Parts of the exercise:
1. Answer these questions using the mine cluster text:
(a) What is the largest map size allowed?
(b) How many points is a gold mine worth?
(c) Which classic problem does the solution idea compare this task to?
2. List every direction pair stored in DIRECTIONS in the mine cluster text.
3. Extend the mine cluster text, continuing from its last line of code.

Given text:
Start of Block
How to Find the Highest‑Value Mine Cluster with BFS or DFS

Problem Description

You are given a rectangular map where each cell contains '0' (empty), '1' (silver mine) or '2' (gold mine). A mine cluster is a group of adjacent (up, down, left, right) cells that are either '1' or '2'. Silver mines are worth 1 point, gold mines 2 points. The task is to find the cluster with the greatest total value and output that value.

Input

The map is given as multiple lines of equal length, each line consisting of characters '0', '1', or '2'. The maximum size of the map is 300 × 300.

Output

A single integer representing the maximum cluster value.

Examples

Example 1

22220
00000
00000
01111

Output: 8 Example 2

22220
00020
00010
01111

Output: 15 Example 3

20000
00020
00000
00111

Output:

3

Solution Idea

The problem is essentially the same as the classic "Maximum Area of an Island" (LeetCode 695) but with two different cell values. We can traverse each unvisited mine cell using either Breadth‑First Search (BFS) or Depth‑First Search (DFS), summing the values of visited cells to obtain the cluster value, and keep the maximum across all clusters.

Solution 1: BFS

from collections import deque

# four possible directions
DIRECTIONS = [(0,1), (1,0), (-1,0), (0,-1)]

grid = []
while True:
    row = input()
    if len(row) == 0:
        break
    grid.append(row)

n, m = len(grid), len(grid[0])
ans = 0
check_list = [[0] * m for _ in range(n)]

for i in range(n):
    for j in range(m):
        if grid[i][j] != "0" and check_list[i][j] == 0:
            q = deque()
            q.append([i, j])
            check_list[i][j] = 1
            cur_value = 0
            while q:
                x, y = q.popleft()
                cur_value += int(grid[x][y])
End of Block
Data records
Start of Block
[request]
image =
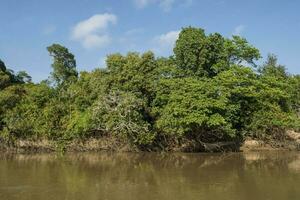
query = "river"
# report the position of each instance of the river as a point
(150, 176)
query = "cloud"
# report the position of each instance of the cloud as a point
(165, 5)
(134, 31)
(49, 29)
(142, 3)
(239, 30)
(165, 42)
(93, 32)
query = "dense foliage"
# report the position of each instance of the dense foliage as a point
(210, 90)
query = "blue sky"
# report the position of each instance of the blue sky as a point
(91, 29)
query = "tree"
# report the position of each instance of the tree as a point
(64, 64)
(200, 55)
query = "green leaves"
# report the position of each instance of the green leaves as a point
(203, 92)
(64, 64)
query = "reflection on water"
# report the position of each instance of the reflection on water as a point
(149, 176)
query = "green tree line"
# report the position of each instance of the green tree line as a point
(209, 90)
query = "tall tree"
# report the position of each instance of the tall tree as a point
(64, 64)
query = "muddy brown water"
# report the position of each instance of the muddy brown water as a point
(150, 176)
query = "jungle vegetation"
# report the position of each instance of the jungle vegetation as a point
(211, 89)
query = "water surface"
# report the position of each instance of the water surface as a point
(150, 176)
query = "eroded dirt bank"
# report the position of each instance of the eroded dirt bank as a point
(291, 141)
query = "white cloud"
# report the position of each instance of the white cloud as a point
(93, 32)
(49, 29)
(142, 3)
(238, 30)
(134, 31)
(166, 5)
(165, 42)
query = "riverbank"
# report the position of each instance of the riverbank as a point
(291, 141)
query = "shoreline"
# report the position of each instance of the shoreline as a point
(108, 144)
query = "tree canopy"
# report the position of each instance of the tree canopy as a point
(210, 90)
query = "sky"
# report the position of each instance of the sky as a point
(92, 29)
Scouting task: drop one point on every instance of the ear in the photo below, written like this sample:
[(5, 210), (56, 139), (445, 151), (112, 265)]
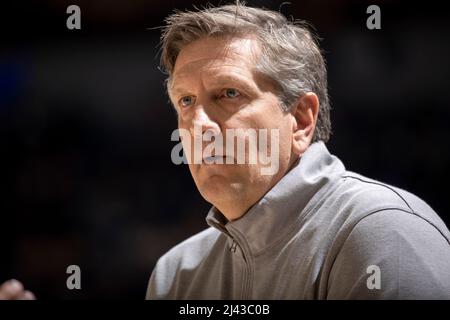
End of Block
Outputs in order:
1.
(a) 300 × 300
(b) 2 points
(c) "Maximum Area of an Island" (LeetCode 695)

2. (0,1), (1,0), (-1,0), (0,-1)

3.
                for dx, dy in DIRECTIONS:
                    nxt_x, nxt_y = x + dx, y + dy
                    if 0 <= nxt_x < n and 0 <= nxt_y < m:
                        if grid[nxt_x][nxt_y] != "0" and check_list[nxt_x][nxt_y] == 0:
                            q.append([nxt_x, nxt_y])
                            check_list[nxt_x][nxt_y] = 1
            ans = max(cur_value, ans)

print(ans)

Solution 2: DFS

DIRECTIONS = [(0,1), (1,0), (-1,0), (0,-1)]

grid = []
while True:
    row = input()
    if len(row) == 0:
        break
    grid.append(row)

n, m = len(grid), len(grid[0])
ans = 0
check_list = [[0] * m for _ in range(n)]

def dfs(x, y):
    global cur_value
    check_list[x][y] = 1
    cur_value += int(grid[x][y])
    for dx, dy in DIRECTIONS:
        nxt_x, nxt_y = x + dx, y + dy
        if 0 <= nxt_x < n and 0 <= nxt_y < m:
            if grid[nxt_x][nxt_y] != "0" and check_list[nxt_x][nxt_y] == 0:
                dfs(nxt_x, nxt_y)

for i in range(n):
    for j in range(m):
        if grid[i][j] != "0" and check_list[i][j] == 0:
            cur_value = 0
            dfs(i, j)
            ans = max(ans, cur_value)

print(ans)

Complexity Analysis

Both BFS and DFS visit each cell at most once, giving a time complexity of O(M × N) where M and N are the grid dimensions. The auxiliary space used for the visited matrix and the queue/recursion stack is also O(M × N) in the worst case.